Le Président a enfin évoqué la proposition du Conseil modifiant le règlement portant ouverture et mode de gestion de contingents tarifaires communautaires autonomes pour certains produits agricoles et industriels (E 1315), qui a fait l'objet d'une procédure d'examen en urgence dans des conditions contestables, puisque la Délégation n'en a été saisie que postérieurement à son adoption par le Coreper. Il a indiqué que ce texte, fruit d'une initiative du gouvernement français, autorisait l'importation à droit nul d'un contingent d'huiles tropicales (huiles de coco et de palme) entrant dans la composition de certains produits chimiques fabriqués en France.

Examinant les textes portant sur les questions budgétaires, fiscales et financières, le Président a présenté les propositions de décision du Conseil autorisant respectivement la Finlande et le Portugal à introduire ou à maintenir des réductions ou des exonérations de droits d'accises sur certaines huiles minérales utilisées à des fins spécifiques (E 1294 et E 1295). Ces deux propositions ne soulèvent pas de difficulté, les mesures demandées consistant, pour la Finlande, en une exonération des droits d'accises applicables au gaz naturel destiné à servir de carburant et, pour le Portugal, en l'application de taux d'accises différenciés au carburant diesel utilisé par les véhicules de transport routier de marchandises. La Délégation a pris acte de la transmission de ces documents, qui n'appellent pas d'observation de sa part.

S'agissant en revanche de la proposition de règlement du Conseil concernant la discipline budgétaire (E 1297), le Président a indiqué que ce texte réalisait une refonte des règles de discipline budgétaire actuellement contenues dans la décision du Conseil du 31 octobre 1994, qui portent sur les dotations du FEOGA-Garantie et sur les réserves liées à des actions extérieures. A côté de dispositions de pure et simple reprise du droit antérieur ou d'adaptation technique (conséquences de l'évolution de la nomenclature budgétaire ou de l'introduction de l'euro), le texte modifie de façon sensible les règles applicables à la prise en compte d'éventuels dépassements des plafonds de dépenses agricoles au cours de l'élaboration des différents documents budgétaires et la procédure de suivi de l'exécution de ces dépenses.

Données extraites d'un recueil
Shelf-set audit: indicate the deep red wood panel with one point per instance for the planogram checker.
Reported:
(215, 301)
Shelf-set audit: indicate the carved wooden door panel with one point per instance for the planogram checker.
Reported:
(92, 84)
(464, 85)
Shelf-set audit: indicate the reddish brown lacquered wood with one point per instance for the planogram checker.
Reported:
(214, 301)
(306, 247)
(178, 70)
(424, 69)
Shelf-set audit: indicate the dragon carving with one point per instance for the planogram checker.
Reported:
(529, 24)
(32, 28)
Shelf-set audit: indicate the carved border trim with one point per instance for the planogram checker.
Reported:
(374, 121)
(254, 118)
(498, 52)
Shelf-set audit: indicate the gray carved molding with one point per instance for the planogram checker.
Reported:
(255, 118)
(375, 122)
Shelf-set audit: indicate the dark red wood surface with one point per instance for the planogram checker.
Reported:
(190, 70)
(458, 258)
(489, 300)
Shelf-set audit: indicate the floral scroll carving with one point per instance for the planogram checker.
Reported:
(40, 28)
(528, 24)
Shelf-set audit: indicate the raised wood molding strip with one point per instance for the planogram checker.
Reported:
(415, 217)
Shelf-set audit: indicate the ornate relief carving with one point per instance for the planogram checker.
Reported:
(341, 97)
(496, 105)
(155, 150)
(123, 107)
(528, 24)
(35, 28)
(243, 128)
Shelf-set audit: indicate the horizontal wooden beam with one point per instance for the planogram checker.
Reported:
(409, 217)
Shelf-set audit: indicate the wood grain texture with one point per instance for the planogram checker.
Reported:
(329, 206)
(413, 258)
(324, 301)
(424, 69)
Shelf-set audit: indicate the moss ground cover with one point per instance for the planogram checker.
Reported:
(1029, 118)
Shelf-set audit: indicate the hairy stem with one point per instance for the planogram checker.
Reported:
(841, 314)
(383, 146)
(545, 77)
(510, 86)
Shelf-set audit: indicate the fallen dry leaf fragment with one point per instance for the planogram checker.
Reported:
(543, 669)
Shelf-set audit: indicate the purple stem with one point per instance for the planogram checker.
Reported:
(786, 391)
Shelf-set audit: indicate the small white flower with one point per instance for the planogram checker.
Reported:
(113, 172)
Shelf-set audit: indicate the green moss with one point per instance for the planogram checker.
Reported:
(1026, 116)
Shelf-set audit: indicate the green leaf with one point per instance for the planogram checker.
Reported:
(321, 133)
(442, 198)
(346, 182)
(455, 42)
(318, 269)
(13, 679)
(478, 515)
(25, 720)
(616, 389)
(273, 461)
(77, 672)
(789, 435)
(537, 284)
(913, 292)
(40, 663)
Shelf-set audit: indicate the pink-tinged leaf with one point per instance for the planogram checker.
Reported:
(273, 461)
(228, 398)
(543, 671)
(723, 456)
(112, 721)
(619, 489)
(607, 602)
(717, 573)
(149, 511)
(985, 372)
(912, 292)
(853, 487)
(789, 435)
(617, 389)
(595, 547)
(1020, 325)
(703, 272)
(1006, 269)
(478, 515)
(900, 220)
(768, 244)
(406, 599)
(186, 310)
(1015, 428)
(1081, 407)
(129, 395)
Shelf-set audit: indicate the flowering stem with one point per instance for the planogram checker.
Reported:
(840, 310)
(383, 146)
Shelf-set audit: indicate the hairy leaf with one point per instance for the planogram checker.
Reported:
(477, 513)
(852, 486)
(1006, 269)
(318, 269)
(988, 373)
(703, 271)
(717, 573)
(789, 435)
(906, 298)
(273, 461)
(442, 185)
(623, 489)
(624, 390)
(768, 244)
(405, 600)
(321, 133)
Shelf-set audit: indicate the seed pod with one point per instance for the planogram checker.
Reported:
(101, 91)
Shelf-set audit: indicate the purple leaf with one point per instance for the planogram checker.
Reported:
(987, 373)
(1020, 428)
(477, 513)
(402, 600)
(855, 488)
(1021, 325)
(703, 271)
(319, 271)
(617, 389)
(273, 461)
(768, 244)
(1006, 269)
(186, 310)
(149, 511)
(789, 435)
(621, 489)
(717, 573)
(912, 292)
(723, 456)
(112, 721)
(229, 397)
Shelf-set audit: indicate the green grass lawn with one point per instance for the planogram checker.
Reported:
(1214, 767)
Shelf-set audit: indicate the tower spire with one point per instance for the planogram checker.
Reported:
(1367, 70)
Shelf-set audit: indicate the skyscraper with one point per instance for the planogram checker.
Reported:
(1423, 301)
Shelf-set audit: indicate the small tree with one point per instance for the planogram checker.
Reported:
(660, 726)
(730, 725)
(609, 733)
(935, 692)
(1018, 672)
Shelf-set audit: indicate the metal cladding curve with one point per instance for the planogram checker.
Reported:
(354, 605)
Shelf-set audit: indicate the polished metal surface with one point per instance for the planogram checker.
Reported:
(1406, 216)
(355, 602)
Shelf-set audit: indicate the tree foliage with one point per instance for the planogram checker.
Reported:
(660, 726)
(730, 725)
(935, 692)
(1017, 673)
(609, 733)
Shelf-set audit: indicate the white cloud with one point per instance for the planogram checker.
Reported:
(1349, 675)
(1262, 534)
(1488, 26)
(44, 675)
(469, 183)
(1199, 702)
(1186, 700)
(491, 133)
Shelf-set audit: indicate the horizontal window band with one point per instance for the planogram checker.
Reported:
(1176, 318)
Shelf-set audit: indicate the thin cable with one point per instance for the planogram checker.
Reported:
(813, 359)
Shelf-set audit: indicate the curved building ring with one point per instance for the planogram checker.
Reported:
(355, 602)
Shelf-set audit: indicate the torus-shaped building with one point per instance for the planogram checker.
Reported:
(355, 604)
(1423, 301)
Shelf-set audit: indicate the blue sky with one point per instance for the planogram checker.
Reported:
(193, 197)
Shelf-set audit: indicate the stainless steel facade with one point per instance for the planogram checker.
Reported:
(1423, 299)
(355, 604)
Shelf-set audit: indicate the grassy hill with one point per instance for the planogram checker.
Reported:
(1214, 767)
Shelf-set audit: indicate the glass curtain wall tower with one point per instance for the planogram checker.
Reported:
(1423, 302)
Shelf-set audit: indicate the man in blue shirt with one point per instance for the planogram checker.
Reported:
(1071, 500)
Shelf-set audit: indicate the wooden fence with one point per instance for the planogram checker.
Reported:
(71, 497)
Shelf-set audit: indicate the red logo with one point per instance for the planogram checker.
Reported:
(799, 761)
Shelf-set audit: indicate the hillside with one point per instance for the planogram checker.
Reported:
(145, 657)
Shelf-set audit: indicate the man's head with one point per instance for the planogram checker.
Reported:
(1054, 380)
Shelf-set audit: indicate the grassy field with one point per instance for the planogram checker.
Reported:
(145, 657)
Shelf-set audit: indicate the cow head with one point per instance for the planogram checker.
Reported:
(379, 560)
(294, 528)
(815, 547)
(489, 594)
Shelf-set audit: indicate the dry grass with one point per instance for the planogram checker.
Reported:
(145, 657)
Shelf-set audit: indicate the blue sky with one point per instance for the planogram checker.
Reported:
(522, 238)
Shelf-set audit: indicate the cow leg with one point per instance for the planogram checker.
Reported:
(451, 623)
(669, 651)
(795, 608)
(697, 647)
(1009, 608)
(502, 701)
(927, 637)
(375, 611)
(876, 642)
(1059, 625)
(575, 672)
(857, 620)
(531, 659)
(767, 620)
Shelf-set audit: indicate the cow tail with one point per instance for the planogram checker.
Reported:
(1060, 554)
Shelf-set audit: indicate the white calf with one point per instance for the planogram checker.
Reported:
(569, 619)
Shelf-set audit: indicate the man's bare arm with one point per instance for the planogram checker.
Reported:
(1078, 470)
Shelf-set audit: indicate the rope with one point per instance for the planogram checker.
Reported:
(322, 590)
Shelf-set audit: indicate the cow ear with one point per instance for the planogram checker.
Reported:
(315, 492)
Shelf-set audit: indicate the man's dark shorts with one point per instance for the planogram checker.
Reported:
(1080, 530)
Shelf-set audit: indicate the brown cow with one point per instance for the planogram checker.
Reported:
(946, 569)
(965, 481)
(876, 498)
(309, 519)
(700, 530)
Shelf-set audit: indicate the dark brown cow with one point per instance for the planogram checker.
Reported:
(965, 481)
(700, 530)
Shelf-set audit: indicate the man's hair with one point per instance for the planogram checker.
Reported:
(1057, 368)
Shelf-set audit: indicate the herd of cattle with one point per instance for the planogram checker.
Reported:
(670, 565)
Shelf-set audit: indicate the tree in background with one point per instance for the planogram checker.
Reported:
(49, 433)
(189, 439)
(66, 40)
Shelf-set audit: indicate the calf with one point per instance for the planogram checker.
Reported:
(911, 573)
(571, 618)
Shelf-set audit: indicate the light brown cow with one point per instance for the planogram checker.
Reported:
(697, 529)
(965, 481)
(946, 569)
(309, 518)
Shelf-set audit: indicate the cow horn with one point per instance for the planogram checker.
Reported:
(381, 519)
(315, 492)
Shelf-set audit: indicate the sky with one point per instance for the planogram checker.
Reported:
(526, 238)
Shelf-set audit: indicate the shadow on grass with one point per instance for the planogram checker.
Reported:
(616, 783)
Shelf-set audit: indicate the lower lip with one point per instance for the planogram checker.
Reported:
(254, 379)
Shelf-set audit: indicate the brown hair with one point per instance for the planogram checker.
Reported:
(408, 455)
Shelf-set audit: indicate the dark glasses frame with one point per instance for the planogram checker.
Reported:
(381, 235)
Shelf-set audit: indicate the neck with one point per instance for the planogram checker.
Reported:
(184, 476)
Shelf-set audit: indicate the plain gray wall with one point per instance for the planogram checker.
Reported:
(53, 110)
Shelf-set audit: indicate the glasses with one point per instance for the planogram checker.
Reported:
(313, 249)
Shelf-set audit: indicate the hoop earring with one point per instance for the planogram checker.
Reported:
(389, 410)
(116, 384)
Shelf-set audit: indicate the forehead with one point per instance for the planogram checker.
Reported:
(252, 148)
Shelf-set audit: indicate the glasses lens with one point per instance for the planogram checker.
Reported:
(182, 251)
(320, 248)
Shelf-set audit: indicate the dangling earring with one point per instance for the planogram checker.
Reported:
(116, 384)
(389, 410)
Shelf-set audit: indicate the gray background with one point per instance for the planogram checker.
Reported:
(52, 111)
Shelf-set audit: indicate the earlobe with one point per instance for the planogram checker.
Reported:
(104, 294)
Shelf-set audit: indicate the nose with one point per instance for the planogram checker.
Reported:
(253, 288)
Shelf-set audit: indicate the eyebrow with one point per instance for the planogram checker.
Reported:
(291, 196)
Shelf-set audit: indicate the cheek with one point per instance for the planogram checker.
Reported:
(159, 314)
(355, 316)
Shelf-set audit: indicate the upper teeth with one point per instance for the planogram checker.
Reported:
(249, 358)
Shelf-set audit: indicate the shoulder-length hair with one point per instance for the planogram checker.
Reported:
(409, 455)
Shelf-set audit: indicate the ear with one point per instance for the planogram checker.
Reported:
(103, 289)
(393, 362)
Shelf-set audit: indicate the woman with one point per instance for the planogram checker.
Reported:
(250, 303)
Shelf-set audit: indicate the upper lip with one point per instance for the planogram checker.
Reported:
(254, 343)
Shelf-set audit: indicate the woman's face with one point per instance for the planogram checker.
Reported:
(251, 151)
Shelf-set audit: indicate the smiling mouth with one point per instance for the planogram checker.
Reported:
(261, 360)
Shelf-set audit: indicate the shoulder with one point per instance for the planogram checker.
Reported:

- [Petit problème]:
Dans le document source, recopiez le passage allant de « Le Président a enfin » à « fabriqués en France. » en substituant « gouvernement finlandais » à « gouvernement français », s'il vous plaît.

- [Réponse à l'exercice]:
Le Président a enfin évoqué la proposition du Conseil modifiant le règlement portant ouverture et mode de gestion de contingents tarifaires communautaires autonomes pour certains produits agricoles et industriels (E 1315), qui a fait l'objet d'une procédure d'examen en urgence dans des conditions contestables, puisque la Délégation n'en a été saisie que postérieurement à son adoption par le Coreper. Il a indiqué que ce texte, fruit d'une initiative du gouvernement finlandais, autorisait l'importation à droit nul d'un contingent d'huiles tropicales (huiles de coco et de palme) entrant dans la composition de certains produits chimiques fabriqués en France.